◆ WHAT IS EXPECTED
Please copy every one of the entries below word for word.

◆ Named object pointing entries

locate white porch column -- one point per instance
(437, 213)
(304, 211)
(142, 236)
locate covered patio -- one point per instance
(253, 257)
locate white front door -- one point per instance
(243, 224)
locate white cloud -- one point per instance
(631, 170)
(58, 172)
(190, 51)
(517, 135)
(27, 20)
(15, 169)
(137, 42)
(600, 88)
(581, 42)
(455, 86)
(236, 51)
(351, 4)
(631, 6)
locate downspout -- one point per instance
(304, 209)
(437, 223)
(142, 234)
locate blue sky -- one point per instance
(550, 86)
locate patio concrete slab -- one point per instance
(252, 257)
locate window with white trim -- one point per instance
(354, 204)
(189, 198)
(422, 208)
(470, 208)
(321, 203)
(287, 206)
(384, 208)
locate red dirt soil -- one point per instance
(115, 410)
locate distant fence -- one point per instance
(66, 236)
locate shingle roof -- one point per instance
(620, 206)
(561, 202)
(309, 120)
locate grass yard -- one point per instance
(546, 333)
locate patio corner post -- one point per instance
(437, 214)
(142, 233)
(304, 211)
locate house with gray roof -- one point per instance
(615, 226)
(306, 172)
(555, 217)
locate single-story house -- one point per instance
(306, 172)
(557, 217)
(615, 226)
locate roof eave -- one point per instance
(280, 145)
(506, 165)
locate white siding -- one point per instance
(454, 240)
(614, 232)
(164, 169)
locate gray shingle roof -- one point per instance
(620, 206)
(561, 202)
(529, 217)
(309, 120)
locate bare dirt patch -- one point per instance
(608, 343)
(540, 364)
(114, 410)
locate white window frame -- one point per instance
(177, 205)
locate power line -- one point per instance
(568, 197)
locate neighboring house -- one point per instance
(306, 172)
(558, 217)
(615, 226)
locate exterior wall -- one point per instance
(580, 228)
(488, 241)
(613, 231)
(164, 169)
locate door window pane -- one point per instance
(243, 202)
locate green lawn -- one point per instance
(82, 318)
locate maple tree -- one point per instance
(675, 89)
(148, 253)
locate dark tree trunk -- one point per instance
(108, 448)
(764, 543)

◆ FULL RESPONSE
locate white porch column -- one point per instance
(437, 213)
(304, 211)
(142, 236)
locate covered patio -- one point per instance
(253, 257)
locate white front door -- one point per instance
(243, 224)
locate white cloud -- one point per instance
(631, 170)
(58, 172)
(190, 51)
(517, 135)
(27, 20)
(15, 169)
(137, 42)
(600, 88)
(581, 42)
(455, 86)
(236, 51)
(351, 4)
(631, 6)
locate downspout -- one point per instance
(304, 209)
(437, 223)
(142, 234)
locate blue sky -- one point per instance
(550, 86)
locate patio concrete slab -- one point per instance
(252, 257)
locate window with white trim -- one point per instance
(354, 204)
(189, 198)
(422, 208)
(470, 208)
(321, 203)
(287, 206)
(384, 208)
locate red dirt soil -- one point per instance
(115, 410)
locate distant fence -- one point per instance
(66, 236)
locate shingle roof -- one point per instance
(620, 206)
(561, 202)
(309, 120)
locate grass yard -- one point per instance
(546, 333)
locate patio corner post -- one point per instance
(437, 214)
(142, 233)
(304, 211)
locate house with gray roof -- one point per instance
(615, 226)
(306, 172)
(555, 217)
locate single-story house -- one point per instance
(306, 172)
(557, 217)
(615, 226)
locate roof eave -- one point per instance
(280, 145)
(506, 165)
locate white siding -- one point per instance
(454, 240)
(614, 232)
(164, 169)
locate gray shingle roof -- one point per instance
(620, 206)
(561, 202)
(529, 217)
(309, 120)
locate bare dirt patch -- one point per instance
(608, 343)
(540, 364)
(114, 410)
locate white window frame -- one point per instance
(177, 205)
locate power line -- one point per instance
(568, 197)
locate neighboring house -- one point per instance
(306, 172)
(558, 217)
(615, 226)
locate exterior wall -- one point per instance
(580, 228)
(488, 241)
(613, 231)
(164, 169)
locate door window pane -- one point per instance
(243, 202)
locate green lawn -- one point per instance
(82, 318)
locate maple tree -- one point per instance
(675, 89)
(148, 253)
locate dark tree trunk -- one point per instance
(108, 448)
(764, 543)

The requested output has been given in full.